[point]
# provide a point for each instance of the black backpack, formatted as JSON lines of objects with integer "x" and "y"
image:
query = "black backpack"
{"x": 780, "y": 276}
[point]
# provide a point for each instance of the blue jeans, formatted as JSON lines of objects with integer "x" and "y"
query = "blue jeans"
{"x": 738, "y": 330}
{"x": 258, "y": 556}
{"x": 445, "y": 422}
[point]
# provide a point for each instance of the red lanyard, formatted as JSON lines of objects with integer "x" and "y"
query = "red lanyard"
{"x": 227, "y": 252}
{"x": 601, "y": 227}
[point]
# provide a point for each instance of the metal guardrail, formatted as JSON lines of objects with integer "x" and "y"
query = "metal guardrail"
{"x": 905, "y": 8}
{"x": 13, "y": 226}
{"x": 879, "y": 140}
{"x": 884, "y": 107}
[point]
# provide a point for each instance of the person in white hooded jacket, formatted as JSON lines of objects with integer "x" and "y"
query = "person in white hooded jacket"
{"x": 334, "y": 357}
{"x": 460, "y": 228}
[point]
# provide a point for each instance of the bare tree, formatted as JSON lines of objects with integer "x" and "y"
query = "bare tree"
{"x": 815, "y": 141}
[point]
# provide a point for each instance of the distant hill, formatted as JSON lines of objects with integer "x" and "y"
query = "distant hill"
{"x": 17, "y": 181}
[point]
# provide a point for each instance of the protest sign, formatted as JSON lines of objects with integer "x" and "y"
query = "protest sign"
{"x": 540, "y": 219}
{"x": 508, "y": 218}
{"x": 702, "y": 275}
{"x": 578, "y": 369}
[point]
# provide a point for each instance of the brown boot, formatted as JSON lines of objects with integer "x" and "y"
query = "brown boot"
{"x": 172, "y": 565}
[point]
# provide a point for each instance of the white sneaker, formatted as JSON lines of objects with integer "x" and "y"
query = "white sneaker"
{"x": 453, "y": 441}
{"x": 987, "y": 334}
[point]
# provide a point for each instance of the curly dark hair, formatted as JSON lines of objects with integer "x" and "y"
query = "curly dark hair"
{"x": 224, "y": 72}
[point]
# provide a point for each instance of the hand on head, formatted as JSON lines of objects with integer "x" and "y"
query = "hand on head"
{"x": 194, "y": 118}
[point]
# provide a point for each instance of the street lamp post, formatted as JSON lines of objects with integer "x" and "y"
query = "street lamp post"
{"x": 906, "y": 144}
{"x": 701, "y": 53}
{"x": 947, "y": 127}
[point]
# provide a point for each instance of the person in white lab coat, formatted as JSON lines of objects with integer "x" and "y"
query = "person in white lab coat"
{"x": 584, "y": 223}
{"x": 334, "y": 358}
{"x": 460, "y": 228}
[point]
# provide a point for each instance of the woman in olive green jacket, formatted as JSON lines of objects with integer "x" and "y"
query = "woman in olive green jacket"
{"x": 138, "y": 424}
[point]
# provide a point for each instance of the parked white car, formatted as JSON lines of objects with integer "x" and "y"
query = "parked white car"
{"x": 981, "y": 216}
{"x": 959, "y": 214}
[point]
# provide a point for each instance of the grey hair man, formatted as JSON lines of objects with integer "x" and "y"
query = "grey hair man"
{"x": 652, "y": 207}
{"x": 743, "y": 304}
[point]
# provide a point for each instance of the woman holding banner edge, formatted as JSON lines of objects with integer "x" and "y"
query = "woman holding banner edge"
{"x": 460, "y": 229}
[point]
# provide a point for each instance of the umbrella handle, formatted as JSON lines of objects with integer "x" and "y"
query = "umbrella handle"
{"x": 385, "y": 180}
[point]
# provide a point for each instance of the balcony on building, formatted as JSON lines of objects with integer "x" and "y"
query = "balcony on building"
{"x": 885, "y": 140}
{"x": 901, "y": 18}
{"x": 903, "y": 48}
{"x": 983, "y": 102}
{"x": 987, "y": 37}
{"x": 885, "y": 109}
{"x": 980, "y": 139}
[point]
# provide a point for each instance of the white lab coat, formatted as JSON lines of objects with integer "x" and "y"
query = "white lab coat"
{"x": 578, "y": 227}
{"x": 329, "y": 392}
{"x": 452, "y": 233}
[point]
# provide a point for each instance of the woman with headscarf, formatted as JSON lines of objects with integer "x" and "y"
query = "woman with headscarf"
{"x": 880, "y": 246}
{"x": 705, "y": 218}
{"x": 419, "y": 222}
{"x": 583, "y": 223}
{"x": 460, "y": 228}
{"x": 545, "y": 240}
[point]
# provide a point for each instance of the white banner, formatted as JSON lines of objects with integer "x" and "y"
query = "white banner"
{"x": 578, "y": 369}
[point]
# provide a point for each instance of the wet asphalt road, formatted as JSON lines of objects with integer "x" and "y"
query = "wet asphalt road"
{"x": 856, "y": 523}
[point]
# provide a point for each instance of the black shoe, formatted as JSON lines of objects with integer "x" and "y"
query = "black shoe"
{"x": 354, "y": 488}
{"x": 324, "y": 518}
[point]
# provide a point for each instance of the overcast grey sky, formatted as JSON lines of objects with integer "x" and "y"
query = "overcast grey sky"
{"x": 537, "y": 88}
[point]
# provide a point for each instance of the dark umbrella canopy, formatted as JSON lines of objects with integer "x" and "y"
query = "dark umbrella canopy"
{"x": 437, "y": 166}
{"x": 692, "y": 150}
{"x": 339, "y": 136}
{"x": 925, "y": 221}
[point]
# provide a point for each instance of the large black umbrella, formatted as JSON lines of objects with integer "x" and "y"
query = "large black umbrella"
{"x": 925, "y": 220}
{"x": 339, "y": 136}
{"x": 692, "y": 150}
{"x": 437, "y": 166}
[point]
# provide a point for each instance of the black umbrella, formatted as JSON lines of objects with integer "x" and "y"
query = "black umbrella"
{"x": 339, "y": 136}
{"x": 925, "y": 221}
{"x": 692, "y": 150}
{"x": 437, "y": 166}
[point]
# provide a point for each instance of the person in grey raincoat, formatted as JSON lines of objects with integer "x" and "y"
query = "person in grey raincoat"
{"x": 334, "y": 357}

● ● ● ● ● ● ●

» Exercise objective: Repeat every entry word for word.

» Response for this exercise:
[point]
# provide a point for each instance of the black backpack, formatted as JSON lines of objects with integer "x" and "y"
image:
query = "black backpack"
{"x": 780, "y": 276}
[point]
# provide a point for each instance of the blue jeans, formatted as JSON lines of objects with integer "x" and "y"
query = "blue jeans"
{"x": 738, "y": 330}
{"x": 258, "y": 556}
{"x": 445, "y": 422}
[point]
# provide a point for each instance of the red lanyard, formatted as JSON lines of objects with integer "x" and "y"
query = "red lanyard"
{"x": 227, "y": 252}
{"x": 601, "y": 227}
[point]
# provide a point for each instance of the metal guardrail, formatted as JSON lines of objects with integer "x" and "y"
query = "metal guardrail"
{"x": 905, "y": 8}
{"x": 13, "y": 226}
{"x": 879, "y": 140}
{"x": 884, "y": 107}
[point]
# provide a point for each instance of the person in white hooded jacket, formatted as JSON lines of objects with integer "x" and "y"
query = "person in white hooded jacket"
{"x": 334, "y": 357}
{"x": 460, "y": 228}
[point]
# provide a point for each instance of the bare tree, formatted as JSON lines of objects with integer "x" and "y"
query = "bare tree"
{"x": 815, "y": 141}
[point]
# provide a point for each instance of the distant hill, formatted as JSON lines of objects with integer "x" and "y"
query = "distant hill"
{"x": 17, "y": 181}
[point]
# provide a point for each instance of the protest sign, formatted as JSON lines of objects with integer "x" and "y"
query = "protest sign"
{"x": 540, "y": 219}
{"x": 508, "y": 218}
{"x": 702, "y": 275}
{"x": 578, "y": 369}
[point]
# provide a point for each instance of the brown boot, formatted as JSON lines of objects with integer "x" and "y"
query = "brown boot"
{"x": 172, "y": 565}
[point]
# provide a point for each instance of the white sneaker, formatted as JSON lines of objects with integer "x" and "y"
query = "white sneaker"
{"x": 453, "y": 441}
{"x": 987, "y": 334}
[point]
# provide a point for each instance of the curly dark hair, formatted as JSON lines of objects with integer "x" and "y"
query = "curly dark hair"
{"x": 224, "y": 72}
[point]
# provide a point for each instance of the hand on head, formatted as JSON lines of objects with integer "x" and "y"
query = "hand on head"
{"x": 194, "y": 118}
[point]
# provide a point for each instance of the street lamp post, formatted as JSON lines of objects with integer "x" and "y"
query = "street lamp post"
{"x": 906, "y": 144}
{"x": 701, "y": 53}
{"x": 947, "y": 127}
[point]
# provide a point for each instance of the person in white lab coat, formatted as JSON lines of objects with integer "x" and "y"
query = "person in white lab coat"
{"x": 584, "y": 223}
{"x": 334, "y": 358}
{"x": 460, "y": 228}
[point]
# provide a point for each instance of the woman in olive green jacket, formatted as JSON lines of objects with integer "x" and "y"
query = "woman in olive green jacket"
{"x": 138, "y": 424}
[point]
# provide a point for each instance of the parked white car, formatted as JSON lines of objects with integer "x" and "y"
query = "parked white car"
{"x": 981, "y": 216}
{"x": 959, "y": 214}
[point]
# provide a point for each instance of the grey hair man, formatted as JSON lines of objects with integer "x" and "y"
query = "grey hair man"
{"x": 652, "y": 207}
{"x": 743, "y": 304}
[point]
# provide a point for each instance of the woman holding banner edge, formatted as JSON lines of objects with integer "x" and "y"
query = "woman holding banner edge"
{"x": 460, "y": 229}
[point]
# provide a point for each instance of the umbrella handle, formatted as JSON lines of objects with integer "x" and "y"
query = "umbrella handle"
{"x": 385, "y": 180}
[point]
# provide a point for each instance of the balcony on building, formatted as JSON lines of objects with integer "x" and "y"
query = "balcony on building"
{"x": 885, "y": 140}
{"x": 901, "y": 18}
{"x": 903, "y": 48}
{"x": 983, "y": 102}
{"x": 987, "y": 37}
{"x": 885, "y": 109}
{"x": 980, "y": 139}
[point]
# provide a point for each instance of the white lab coat, formatted as JSON lines of objects with integer "x" and "y"
query = "white lab coat"
{"x": 578, "y": 227}
{"x": 329, "y": 392}
{"x": 452, "y": 233}
[point]
# provide a point for each instance of the woman with headscarf, formatted as JSON lines of objects with integer "x" and "y"
query = "woman with headscarf"
{"x": 880, "y": 246}
{"x": 705, "y": 218}
{"x": 419, "y": 222}
{"x": 583, "y": 223}
{"x": 460, "y": 228}
{"x": 545, "y": 240}
[point]
# provide a point for each instance of the white banner, formatted as JSON lines of objects with integer "x" and "y"
query = "white banner"
{"x": 578, "y": 369}
[point]
# provide a point for each instance of the wet asphalt road, formatted as JSON lines of objects with integer "x" and "y"
query = "wet asphalt road"
{"x": 856, "y": 523}
[point]
# provide a point for each instance of the black shoe, formatted as JSON lines of objects with integer "x" and "y"
query = "black shoe"
{"x": 354, "y": 488}
{"x": 324, "y": 518}
[point]
# provide a point for each instance of the overcast grey sky, formatted as JSON lines of objects with integer "x" and "y"
query = "overcast grey sky"
{"x": 537, "y": 88}
[point]
# provide a point for each instance of the dark umbrella canopy, formatted as JSON lines of objects with integer "x" and "y"
query = "dark umbrella canopy"
{"x": 437, "y": 166}
{"x": 692, "y": 150}
{"x": 339, "y": 136}
{"x": 925, "y": 221}
[point]
# provide a point for each instance of the large black umbrella, formatted as JSON lines of objects with integer "x" and "y"
query = "large black umbrella"
{"x": 925, "y": 220}
{"x": 339, "y": 136}
{"x": 692, "y": 150}
{"x": 437, "y": 166}
[point]
# provide a point for each instance of the black umbrella, formatted as JSON lines of objects with integer "x" and "y"
query = "black umbrella"
{"x": 339, "y": 136}
{"x": 925, "y": 221}
{"x": 692, "y": 150}
{"x": 437, "y": 166}
[point]
# provide a point for each instance of the person in grey raincoat, formatted as JSON lines of objects with integer "x" and "y"
query = "person in grey raincoat"
{"x": 334, "y": 357}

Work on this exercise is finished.